Text shown>
Bruno Sutkus (, 14 May 1924 – 29 August 2003) was a Lithuanian-German sniper in the 68th Infantry Division of the German Army, on the Eastern Front of World War II, and was credited with 209 kills. Every kill was recorded in an individual "sniper's book" and had to be confirmed by at least one observer and authenticated by the battalion commander. Facsimile copies of various diary pages are reproduced in Sutkus' memoir. After the dissolution of the Soviet Union, Sutkus held lectures for Lithuanian soldiers and presented his wartime records to Lithuanian officers.

Biography
Sutkus was born in Tannenwalde, then a suburb of Königsberg, East Prussia. His father was Lithuanian, which meant that Sutkus was not automatically German, German nationality had to be applied for. Since no application was made he remained officially stateless until 1941 when he became a naturalized German. He joined the Hitler Youth in 1938, achieving the rank of a Scharführer. When he was 18 years old he became a member of the SA, where his shooting skills were acknowledged, and he was given a rifle to take home and practise marksmanship.

Sutkus trained as a sniper from August 1943 through the end of December 1943 at the Sniper School in Vilnius, before being assigned to the 196th Grenadier Regiment of the 68th Infantry Division. In January 1945 while recovering from a wound he was promoted and informed that he had been appointed as an instructor at a sniper school.

In his autobiography, Sutkus describes that after the war he came into contact with the anti-Soviet Lithuanian resistance, how he was captured and tortured by the KGB. He was in possession of forged documents declaring him to be stateless and of having worked throughout the war as a farm labourer, but knew the Russians suspected him of having served in the Wehrmacht as a sniper. So Sutkus decided to stay together with several Lithuanians he knew who were deported to Siberia for forced labor, partly to escape Soviet attentions, and expecting to be deported anyway.

Given data>
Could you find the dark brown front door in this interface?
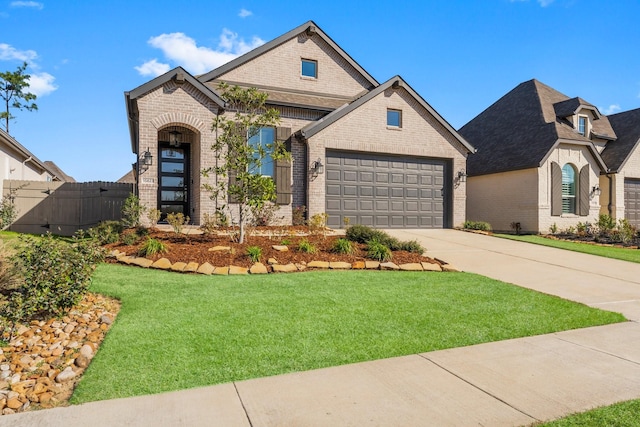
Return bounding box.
[158,142,189,221]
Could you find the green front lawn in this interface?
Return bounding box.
[494,234,640,263]
[540,400,640,427]
[72,264,624,403]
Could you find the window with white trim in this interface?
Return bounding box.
[562,163,577,214]
[578,116,589,136]
[249,127,275,177]
[387,108,402,128]
[301,59,318,79]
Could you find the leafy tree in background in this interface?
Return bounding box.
[202,83,291,243]
[0,62,38,133]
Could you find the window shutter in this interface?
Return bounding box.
[551,162,562,216]
[227,169,239,203]
[276,160,291,205]
[578,165,590,216]
[275,127,291,205]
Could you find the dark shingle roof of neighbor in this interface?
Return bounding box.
[602,108,640,172]
[44,160,76,182]
[459,79,615,176]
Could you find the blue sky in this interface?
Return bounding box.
[0,0,640,181]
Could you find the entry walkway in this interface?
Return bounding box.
[0,230,640,427]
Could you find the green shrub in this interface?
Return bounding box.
[298,239,318,254]
[167,212,190,234]
[0,234,103,332]
[345,225,389,243]
[88,221,124,245]
[615,218,637,243]
[122,193,146,227]
[120,233,140,246]
[291,206,307,225]
[138,238,167,256]
[367,240,393,262]
[596,214,616,234]
[398,240,427,254]
[247,246,262,262]
[462,220,491,231]
[332,238,355,255]
[147,209,162,227]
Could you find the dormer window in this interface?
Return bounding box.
[302,59,318,79]
[578,116,589,136]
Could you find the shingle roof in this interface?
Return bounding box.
[602,108,640,172]
[44,160,76,182]
[198,21,378,87]
[298,76,475,153]
[205,81,353,111]
[459,79,615,176]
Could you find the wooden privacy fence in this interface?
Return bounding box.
[3,180,133,236]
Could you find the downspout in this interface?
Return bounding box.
[21,156,33,180]
[607,173,613,216]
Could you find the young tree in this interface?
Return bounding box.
[0,62,38,133]
[202,83,291,243]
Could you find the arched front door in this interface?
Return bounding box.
[158,142,191,221]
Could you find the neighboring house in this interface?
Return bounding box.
[0,129,67,190]
[459,80,640,233]
[125,21,474,228]
[602,108,640,228]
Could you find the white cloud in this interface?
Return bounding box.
[27,73,58,97]
[0,43,38,61]
[9,1,44,10]
[598,104,622,116]
[133,59,171,77]
[135,28,264,76]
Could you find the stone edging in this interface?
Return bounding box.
[107,249,460,276]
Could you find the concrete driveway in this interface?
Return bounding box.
[387,230,640,322]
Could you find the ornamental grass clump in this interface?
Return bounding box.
[298,239,318,254]
[367,239,393,262]
[138,238,168,256]
[247,246,262,262]
[331,238,355,255]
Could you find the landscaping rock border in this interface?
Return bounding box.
[0,294,119,415]
[107,249,460,276]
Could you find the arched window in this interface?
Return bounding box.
[562,163,577,214]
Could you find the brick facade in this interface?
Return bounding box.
[130,22,468,231]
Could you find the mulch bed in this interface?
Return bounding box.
[106,227,437,268]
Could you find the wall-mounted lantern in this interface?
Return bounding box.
[169,130,182,147]
[140,148,153,171]
[309,158,324,178]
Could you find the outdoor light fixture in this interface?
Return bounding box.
[311,157,324,176]
[140,148,153,171]
[169,130,182,147]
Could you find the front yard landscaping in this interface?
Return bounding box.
[71,264,624,403]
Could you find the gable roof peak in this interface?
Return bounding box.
[198,20,379,88]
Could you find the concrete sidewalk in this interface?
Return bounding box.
[0,230,640,427]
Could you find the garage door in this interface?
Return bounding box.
[624,179,640,227]
[326,151,447,228]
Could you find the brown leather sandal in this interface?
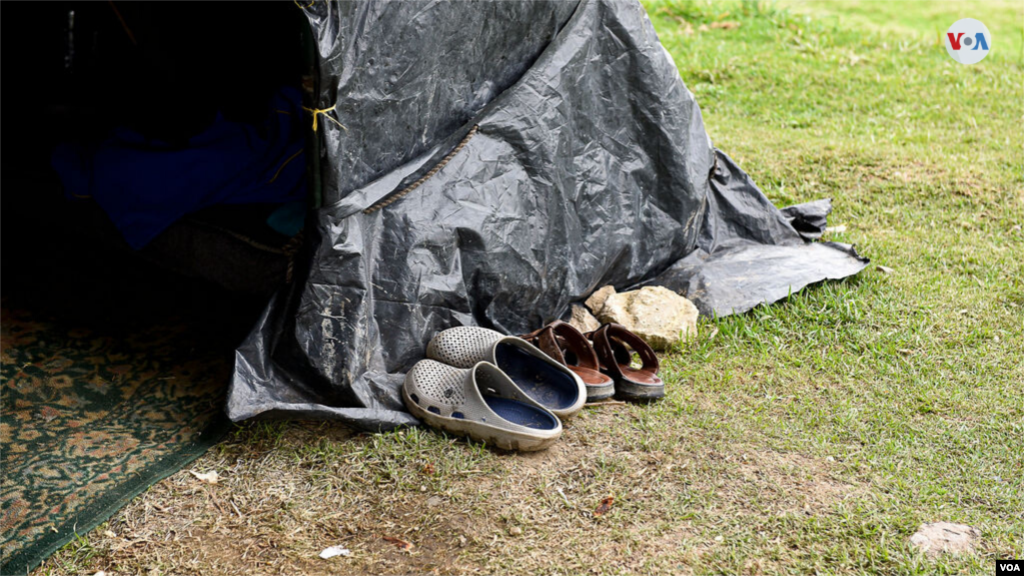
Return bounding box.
[587,324,665,401]
[520,320,615,402]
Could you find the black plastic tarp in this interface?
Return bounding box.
[228,0,866,430]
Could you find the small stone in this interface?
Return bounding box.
[910,522,981,558]
[569,304,601,333]
[588,286,699,351]
[584,286,615,317]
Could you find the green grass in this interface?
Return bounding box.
[34,0,1024,575]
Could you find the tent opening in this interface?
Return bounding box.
[0,0,311,327]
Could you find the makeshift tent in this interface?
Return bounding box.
[227,0,867,430]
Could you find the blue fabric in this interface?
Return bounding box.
[52,88,307,249]
[266,200,306,238]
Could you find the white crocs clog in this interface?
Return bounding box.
[401,360,562,452]
[427,326,587,419]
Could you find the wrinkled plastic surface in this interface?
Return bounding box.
[228,0,866,430]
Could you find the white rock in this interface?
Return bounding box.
[910,522,981,558]
[584,286,615,316]
[587,286,699,351]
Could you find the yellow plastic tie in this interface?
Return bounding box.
[302,105,348,132]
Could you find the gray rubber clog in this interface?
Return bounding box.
[427,326,587,419]
[401,360,562,452]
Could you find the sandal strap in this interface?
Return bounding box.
[520,320,600,370]
[587,323,660,378]
[548,320,601,370]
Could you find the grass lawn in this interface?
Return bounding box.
[37,0,1024,575]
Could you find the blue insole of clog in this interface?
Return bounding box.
[495,344,580,410]
[483,396,558,430]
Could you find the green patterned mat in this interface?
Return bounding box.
[0,298,230,576]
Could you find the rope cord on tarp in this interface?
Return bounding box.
[362,126,479,214]
[302,105,348,132]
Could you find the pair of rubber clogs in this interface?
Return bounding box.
[402,323,664,452]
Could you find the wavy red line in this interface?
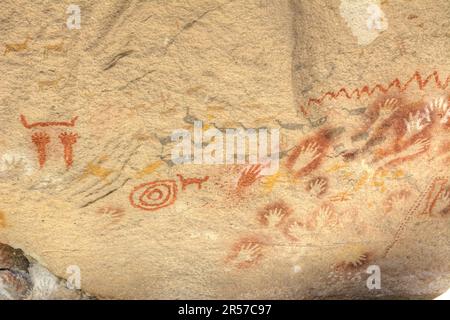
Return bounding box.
[300,71,450,109]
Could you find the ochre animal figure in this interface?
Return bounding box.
[3,37,32,56]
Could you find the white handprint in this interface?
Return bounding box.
[385,191,409,213]
[314,206,337,230]
[292,142,320,171]
[288,222,310,240]
[426,97,450,124]
[401,139,430,156]
[403,111,431,137]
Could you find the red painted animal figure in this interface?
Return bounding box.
[31,132,50,169]
[3,36,32,56]
[177,174,209,190]
[59,132,78,168]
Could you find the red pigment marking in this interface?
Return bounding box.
[424,178,448,214]
[300,71,450,110]
[225,236,265,269]
[286,130,329,178]
[306,177,328,196]
[177,174,209,190]
[258,200,293,226]
[31,132,50,169]
[59,132,78,168]
[129,180,178,211]
[20,115,78,129]
[237,164,263,190]
[334,252,373,272]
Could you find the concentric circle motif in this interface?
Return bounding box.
[130,180,178,211]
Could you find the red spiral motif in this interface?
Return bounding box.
[130,180,177,211]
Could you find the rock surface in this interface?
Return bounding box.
[0,0,450,299]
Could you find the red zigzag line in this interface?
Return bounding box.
[302,71,450,106]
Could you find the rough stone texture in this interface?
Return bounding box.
[0,0,450,299]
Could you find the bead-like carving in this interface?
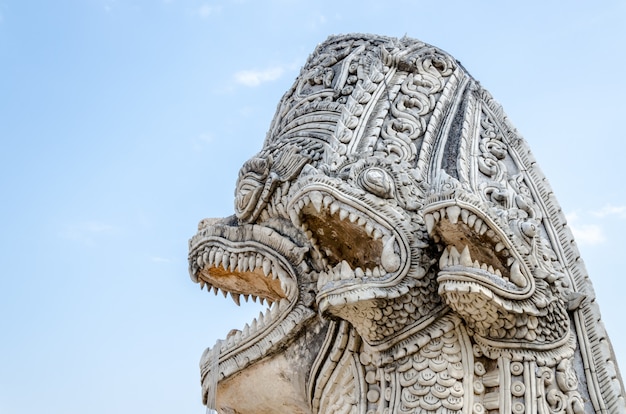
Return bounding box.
[184,34,626,414]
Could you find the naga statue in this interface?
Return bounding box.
[189,34,626,414]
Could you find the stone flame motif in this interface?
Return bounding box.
[189,35,626,414]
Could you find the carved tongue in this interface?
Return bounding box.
[380,237,400,273]
[509,260,526,288]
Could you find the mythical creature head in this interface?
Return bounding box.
[189,35,620,413]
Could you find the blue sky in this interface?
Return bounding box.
[0,0,626,414]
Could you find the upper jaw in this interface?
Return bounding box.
[189,219,315,398]
[424,198,535,300]
[289,175,411,313]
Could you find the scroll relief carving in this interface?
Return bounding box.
[189,35,626,414]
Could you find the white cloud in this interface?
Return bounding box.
[565,213,606,245]
[592,204,626,219]
[235,66,285,87]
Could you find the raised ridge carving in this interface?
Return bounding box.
[189,34,626,414]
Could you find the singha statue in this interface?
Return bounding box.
[189,34,626,414]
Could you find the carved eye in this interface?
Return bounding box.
[235,158,269,220]
[359,167,395,198]
[520,221,538,239]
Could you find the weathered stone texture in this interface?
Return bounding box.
[189,35,626,414]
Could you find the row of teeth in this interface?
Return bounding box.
[424,205,510,256]
[220,299,289,352]
[317,260,387,289]
[439,246,526,287]
[196,247,297,305]
[198,278,274,306]
[289,190,385,240]
[291,191,401,279]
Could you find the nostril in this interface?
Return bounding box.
[359,167,395,198]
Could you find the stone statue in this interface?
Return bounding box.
[189,35,626,414]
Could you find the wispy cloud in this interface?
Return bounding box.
[235,66,285,87]
[59,220,119,245]
[565,212,606,245]
[592,204,626,219]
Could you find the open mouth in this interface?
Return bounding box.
[290,185,408,290]
[189,220,312,394]
[424,202,532,299]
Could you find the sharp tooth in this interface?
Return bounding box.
[439,249,450,269]
[339,208,350,221]
[449,246,461,266]
[322,196,333,208]
[372,229,383,240]
[213,249,224,267]
[237,253,248,272]
[230,292,241,306]
[339,260,354,279]
[461,209,469,224]
[317,271,330,290]
[207,247,217,266]
[446,206,461,224]
[222,252,230,270]
[510,260,526,287]
[309,191,324,213]
[229,253,239,272]
[270,303,280,320]
[380,236,400,273]
[263,257,272,277]
[467,214,478,227]
[474,218,483,231]
[202,250,212,265]
[289,208,300,227]
[424,214,435,234]
[459,246,472,267]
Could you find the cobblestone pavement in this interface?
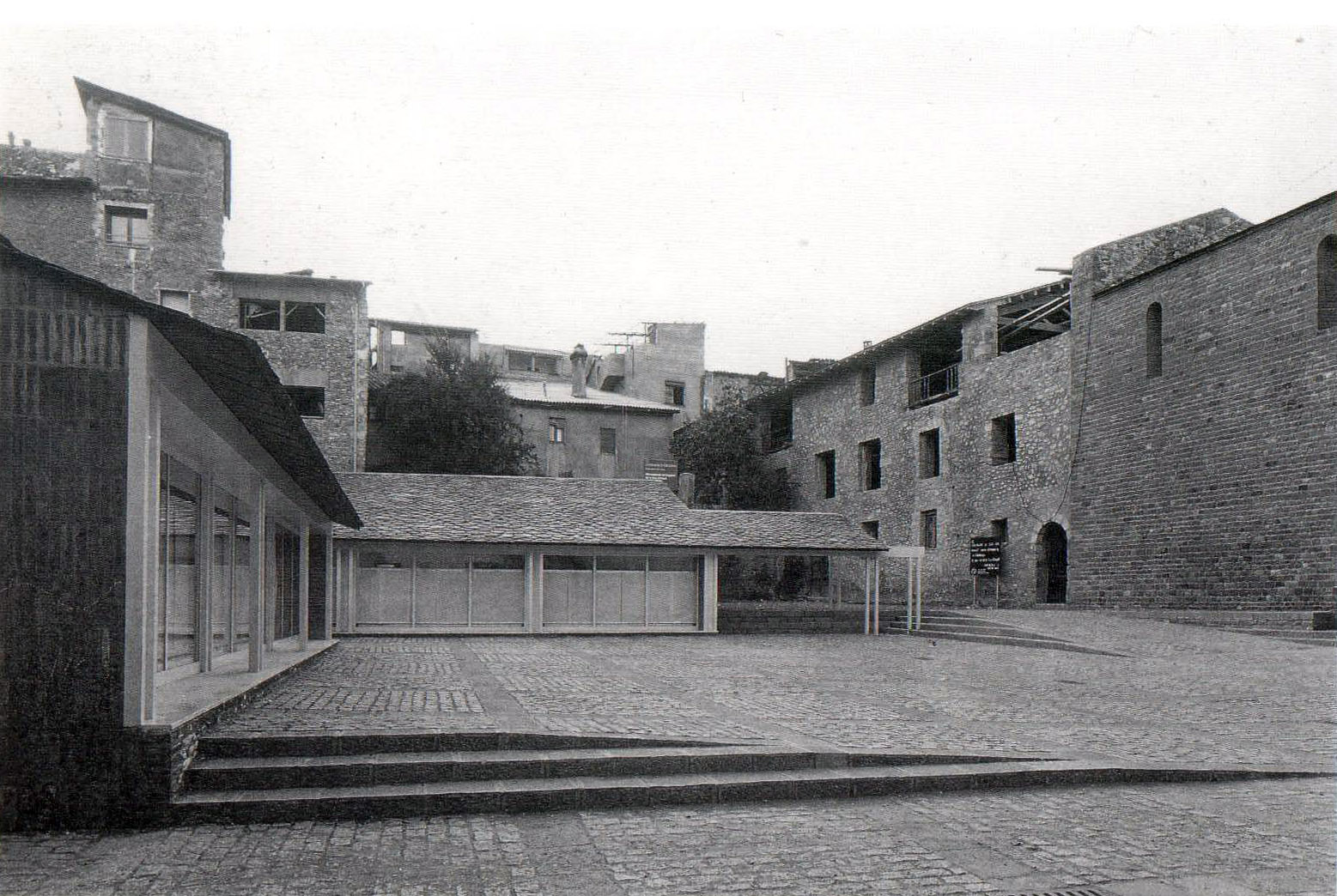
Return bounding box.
[0,780,1337,896]
[203,612,1337,766]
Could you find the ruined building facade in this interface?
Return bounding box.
[750,195,1337,608]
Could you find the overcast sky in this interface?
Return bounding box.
[0,19,1337,374]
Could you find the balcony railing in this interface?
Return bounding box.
[910,365,960,404]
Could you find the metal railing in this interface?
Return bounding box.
[913,365,960,403]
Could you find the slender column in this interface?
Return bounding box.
[873,557,883,634]
[195,470,214,672]
[297,517,312,651]
[246,480,269,672]
[701,554,720,632]
[321,528,334,641]
[524,550,543,634]
[122,317,159,726]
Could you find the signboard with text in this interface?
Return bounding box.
[970,538,1003,576]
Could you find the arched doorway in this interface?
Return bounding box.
[1035,522,1068,603]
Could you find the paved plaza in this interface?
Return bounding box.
[0,612,1337,896]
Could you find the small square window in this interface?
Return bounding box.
[989,414,1016,466]
[240,300,279,330]
[859,439,883,492]
[101,115,149,161]
[920,510,937,550]
[158,290,190,314]
[920,428,943,480]
[817,451,836,498]
[106,206,149,245]
[859,365,877,404]
[283,302,325,332]
[286,386,325,416]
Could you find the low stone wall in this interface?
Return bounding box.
[718,601,864,634]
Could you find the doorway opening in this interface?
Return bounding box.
[1035,522,1068,603]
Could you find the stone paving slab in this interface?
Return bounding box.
[0,780,1337,896]
[208,612,1337,766]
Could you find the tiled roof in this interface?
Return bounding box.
[501,379,682,414]
[334,473,883,552]
[0,236,360,526]
[0,144,92,185]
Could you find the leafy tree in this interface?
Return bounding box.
[669,397,790,510]
[368,341,535,475]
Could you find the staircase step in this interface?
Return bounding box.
[197,732,737,759]
[173,762,1332,824]
[185,747,930,790]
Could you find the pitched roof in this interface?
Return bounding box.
[75,77,233,216]
[500,379,682,414]
[334,473,885,552]
[0,144,95,187]
[0,235,361,528]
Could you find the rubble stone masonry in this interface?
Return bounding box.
[1070,195,1337,608]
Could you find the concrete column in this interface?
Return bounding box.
[297,517,312,651]
[701,554,720,632]
[321,528,336,641]
[246,480,269,672]
[122,317,159,726]
[195,470,214,672]
[524,550,543,634]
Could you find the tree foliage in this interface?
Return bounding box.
[368,342,535,475]
[669,398,790,510]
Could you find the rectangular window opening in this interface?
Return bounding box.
[106,206,149,245]
[859,439,883,492]
[920,510,937,550]
[859,365,877,404]
[285,386,325,416]
[283,302,325,332]
[989,414,1016,466]
[240,300,279,330]
[817,451,836,498]
[919,428,943,480]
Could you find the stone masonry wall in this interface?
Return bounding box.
[769,307,1071,606]
[1070,197,1337,608]
[514,404,677,480]
[195,275,368,470]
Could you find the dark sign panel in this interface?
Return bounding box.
[970,538,1003,576]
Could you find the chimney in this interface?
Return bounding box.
[678,473,696,507]
[571,343,590,398]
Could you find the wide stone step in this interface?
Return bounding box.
[197,732,737,761]
[185,747,1026,792]
[173,762,1332,824]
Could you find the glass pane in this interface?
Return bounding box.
[165,459,199,668]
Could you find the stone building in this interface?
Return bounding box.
[732,197,1337,608]
[1070,194,1337,608]
[0,77,231,312]
[0,77,368,470]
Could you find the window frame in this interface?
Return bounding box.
[101,202,154,248]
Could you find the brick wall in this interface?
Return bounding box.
[1071,197,1337,608]
[195,274,368,470]
[769,307,1071,605]
[0,256,127,829]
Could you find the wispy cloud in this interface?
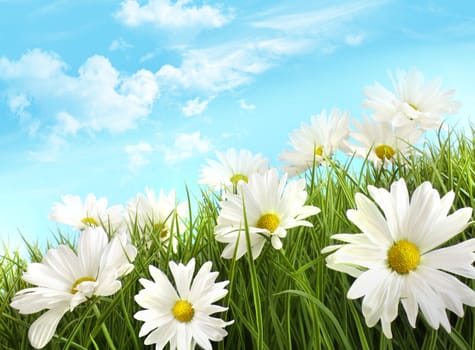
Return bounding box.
[115,0,232,29]
[156,38,309,92]
[109,38,133,51]
[181,96,214,117]
[345,33,364,46]
[124,142,154,173]
[158,131,211,164]
[239,99,256,110]
[253,0,385,34]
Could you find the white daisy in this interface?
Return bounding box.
[127,187,188,250]
[198,148,269,192]
[363,69,460,130]
[134,259,233,350]
[279,109,350,176]
[49,193,123,231]
[351,119,421,166]
[10,227,137,349]
[214,169,320,259]
[323,179,475,338]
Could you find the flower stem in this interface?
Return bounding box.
[92,304,117,350]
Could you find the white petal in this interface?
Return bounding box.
[77,227,109,278]
[347,193,393,246]
[28,308,67,349]
[347,269,391,299]
[169,258,195,300]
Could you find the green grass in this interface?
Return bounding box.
[0,128,475,350]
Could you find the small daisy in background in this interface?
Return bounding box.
[350,118,422,167]
[322,179,475,338]
[363,69,460,130]
[279,109,350,177]
[49,193,124,232]
[126,187,188,251]
[198,148,269,193]
[10,227,137,349]
[214,168,320,259]
[134,259,233,350]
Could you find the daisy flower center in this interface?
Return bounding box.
[388,239,420,274]
[71,276,96,294]
[153,224,168,238]
[81,216,99,227]
[229,174,248,185]
[313,145,323,157]
[256,213,280,233]
[374,144,396,161]
[172,300,195,322]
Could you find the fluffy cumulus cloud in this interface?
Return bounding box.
[0,49,159,136]
[109,38,133,51]
[115,0,231,29]
[159,131,211,164]
[181,96,214,117]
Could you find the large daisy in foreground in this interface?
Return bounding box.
[134,259,233,350]
[11,227,137,349]
[214,169,320,259]
[323,179,475,338]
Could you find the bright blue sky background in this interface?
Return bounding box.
[0,0,475,252]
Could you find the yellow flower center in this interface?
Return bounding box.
[172,300,195,322]
[153,224,168,238]
[256,213,280,233]
[314,145,323,157]
[81,216,99,227]
[230,174,248,185]
[374,144,396,161]
[71,276,96,294]
[388,239,420,274]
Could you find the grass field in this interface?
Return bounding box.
[0,128,475,350]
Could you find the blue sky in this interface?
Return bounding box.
[0,0,475,252]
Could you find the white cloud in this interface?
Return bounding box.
[0,49,159,132]
[115,0,231,29]
[125,142,154,173]
[181,96,214,117]
[139,52,156,63]
[8,94,31,122]
[7,93,41,136]
[56,112,81,136]
[156,38,309,92]
[109,38,133,51]
[159,131,211,164]
[345,34,364,46]
[239,99,256,110]
[253,0,386,34]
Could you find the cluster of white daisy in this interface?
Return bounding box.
[280,69,459,172]
[11,70,475,350]
[11,188,232,350]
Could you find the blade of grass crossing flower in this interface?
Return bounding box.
[242,196,264,350]
[92,304,116,350]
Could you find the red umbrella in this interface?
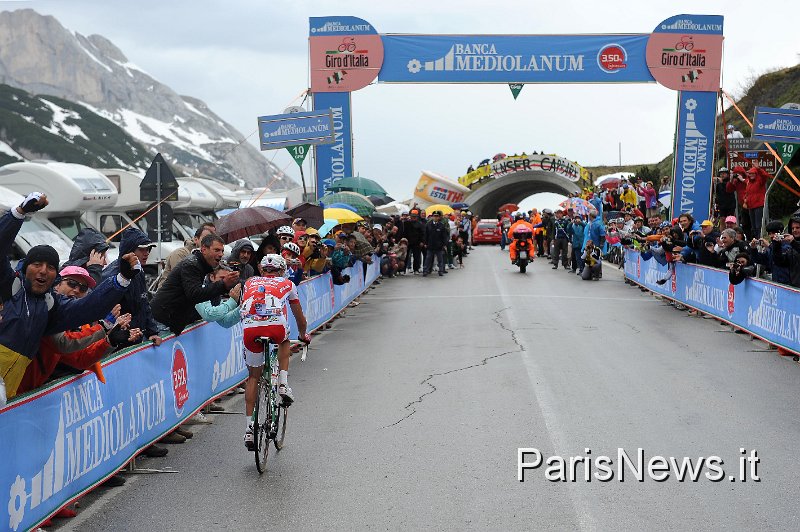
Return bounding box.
[216,207,292,243]
[286,203,325,229]
[497,203,519,212]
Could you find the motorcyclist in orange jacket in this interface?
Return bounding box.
[508,215,535,264]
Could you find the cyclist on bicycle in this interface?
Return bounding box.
[241,254,311,450]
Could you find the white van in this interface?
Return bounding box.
[95,168,186,265]
[0,187,72,268]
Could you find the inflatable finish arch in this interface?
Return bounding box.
[309,15,723,220]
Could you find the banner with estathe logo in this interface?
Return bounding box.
[0,323,246,530]
[458,154,589,187]
[625,250,800,353]
[0,257,380,531]
[308,17,383,92]
[646,15,723,92]
[314,92,353,199]
[414,170,470,207]
[671,92,717,220]
[258,109,334,150]
[378,34,654,83]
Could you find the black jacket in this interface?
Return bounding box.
[61,227,108,284]
[771,240,800,288]
[151,249,228,335]
[425,221,450,251]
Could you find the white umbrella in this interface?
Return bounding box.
[375,201,411,216]
[594,172,635,186]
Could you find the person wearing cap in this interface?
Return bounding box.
[422,210,450,277]
[280,242,304,286]
[725,166,750,234]
[749,220,791,284]
[553,209,570,270]
[228,238,256,281]
[292,218,308,233]
[772,211,800,288]
[0,192,141,406]
[194,263,242,329]
[567,214,586,275]
[62,227,111,283]
[17,266,141,393]
[303,232,326,278]
[351,222,375,276]
[150,234,239,336]
[400,209,425,275]
[330,231,351,284]
[103,227,162,347]
[156,222,217,291]
[740,159,772,236]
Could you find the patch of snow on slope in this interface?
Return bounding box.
[39,98,89,140]
[0,140,25,161]
[183,100,208,118]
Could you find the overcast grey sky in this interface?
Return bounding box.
[14,0,800,205]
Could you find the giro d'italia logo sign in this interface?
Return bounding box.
[597,44,628,74]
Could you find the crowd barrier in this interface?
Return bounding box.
[625,249,800,353]
[0,258,380,531]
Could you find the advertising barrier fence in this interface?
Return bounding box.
[0,257,380,531]
[625,250,800,353]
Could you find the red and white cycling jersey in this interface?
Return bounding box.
[241,277,300,325]
[241,277,300,360]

What to do>
1. In the text on Bruno Sutkus, where did he train as a sniper?
2. Write the next part of the text on Bruno Sutkus, beginning after its last sentence.
The listing plays no part in this work.

Task-by-task results>
1. At the Sniper School in Vilnius.

2.
By the time the Russians had the evidence to prosecute him for the war crime of being a sniper, West German Chancellor Konrad Adenauer had negotiated amnesties for many Germans being detained in the Soviet Union. He worked on collectives, in the Taiga forests and down the pits at Sheernkov from 1949 until 1971 when he was allowed to relocate to Vilnius. Sutkus went into voluntary banishment to accompany a Lithuanian woman, Antanina, (d. 1995) nineteen years his senior, who had been linked to the resistance. He had a son, Vytautas, by her in 1951. In 1991, after the collapse of the Soviet Union, Sutkus, now Lithuanian after having been forced to accept Soviet citizenship, visited Germany. He wrote a memoir and helped train the Lithuanian army after Lithuania gained independence, giving lectures. In 1994 he received a certificate of German citizenship and passport, and relocated to Germany in 1997.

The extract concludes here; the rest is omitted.